(Referring expression pointing data)
****************************************
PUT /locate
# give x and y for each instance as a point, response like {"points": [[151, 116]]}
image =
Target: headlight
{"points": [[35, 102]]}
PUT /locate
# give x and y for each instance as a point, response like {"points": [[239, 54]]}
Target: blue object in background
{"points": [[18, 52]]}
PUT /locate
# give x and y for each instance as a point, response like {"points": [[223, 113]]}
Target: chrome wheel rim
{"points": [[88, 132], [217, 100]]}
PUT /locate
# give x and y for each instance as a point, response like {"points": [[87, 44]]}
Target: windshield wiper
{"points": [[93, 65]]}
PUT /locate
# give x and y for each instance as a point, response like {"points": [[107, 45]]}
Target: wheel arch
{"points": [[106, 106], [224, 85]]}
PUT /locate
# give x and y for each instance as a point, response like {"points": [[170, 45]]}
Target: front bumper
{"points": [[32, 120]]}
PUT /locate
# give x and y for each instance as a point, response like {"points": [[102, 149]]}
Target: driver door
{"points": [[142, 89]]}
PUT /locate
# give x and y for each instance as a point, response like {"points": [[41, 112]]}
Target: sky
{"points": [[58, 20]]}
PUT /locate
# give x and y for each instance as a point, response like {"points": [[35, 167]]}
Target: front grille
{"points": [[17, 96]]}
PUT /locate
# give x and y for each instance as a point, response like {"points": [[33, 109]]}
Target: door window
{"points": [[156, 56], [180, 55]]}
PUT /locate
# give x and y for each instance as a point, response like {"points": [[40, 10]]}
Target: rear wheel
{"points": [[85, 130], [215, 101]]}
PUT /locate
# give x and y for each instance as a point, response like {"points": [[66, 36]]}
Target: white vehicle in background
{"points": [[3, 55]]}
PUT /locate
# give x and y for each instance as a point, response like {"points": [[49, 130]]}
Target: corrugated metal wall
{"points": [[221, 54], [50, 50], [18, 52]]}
****************************************
[Task to complete]:
Return all of the data above, keeping every line exactly as it appears.

[Exercise result]:
PUT /locate
# give x and y for each instance as a point, response like {"points": [[151, 116]]}
image =
Target: headlight
{"points": [[35, 102]]}
PUT /locate
# give x and y for each instance as a point, response like {"points": [[239, 54]]}
Target: blue object in background
{"points": [[18, 52]]}
PUT /locate
# give x and y for each instance as a point, response like {"points": [[223, 113]]}
Target: chrome wheel rim
{"points": [[88, 132], [217, 100]]}
PUT /locate
# give x and y for each instance as a point, response like {"points": [[87, 44]]}
Target: windshield wiper
{"points": [[93, 65]]}
PUT /locate
# give x and y for each instance as a point, response like {"points": [[107, 45]]}
Target: wheel arch
{"points": [[106, 106], [224, 85]]}
PUT /locate
# give x and y for each instance as a point, response like {"points": [[170, 45]]}
Target: front bumper
{"points": [[32, 120]]}
PUT /locate
# give x and y for each instance as a point, response like {"points": [[102, 149]]}
Target: driver door
{"points": [[142, 89]]}
PUT /locate
# give x and y for each instance as a point, response like {"points": [[41, 112]]}
Target: sky
{"points": [[58, 20]]}
PUT /locate
# give x and y for each instance as a point, response like {"points": [[35, 167]]}
Target: front grille
{"points": [[17, 96]]}
PUT /locate
# give x and y for each instance as a point, response like {"points": [[33, 109]]}
Target: door window
{"points": [[156, 56], [180, 55]]}
PUT /locate
# give x and y for each instance as a point, response like {"points": [[40, 10]]}
Target: rear wheel
{"points": [[85, 130], [215, 101]]}
PUT /locate
# give x and y for each instance as a point, response like {"points": [[66, 36]]}
Target: white vehicle in background
{"points": [[3, 55]]}
PUT /locate
# give x and y for each instance as a point, response like {"points": [[49, 130]]}
Target: corrugated metal wall
{"points": [[221, 54], [50, 50], [18, 52]]}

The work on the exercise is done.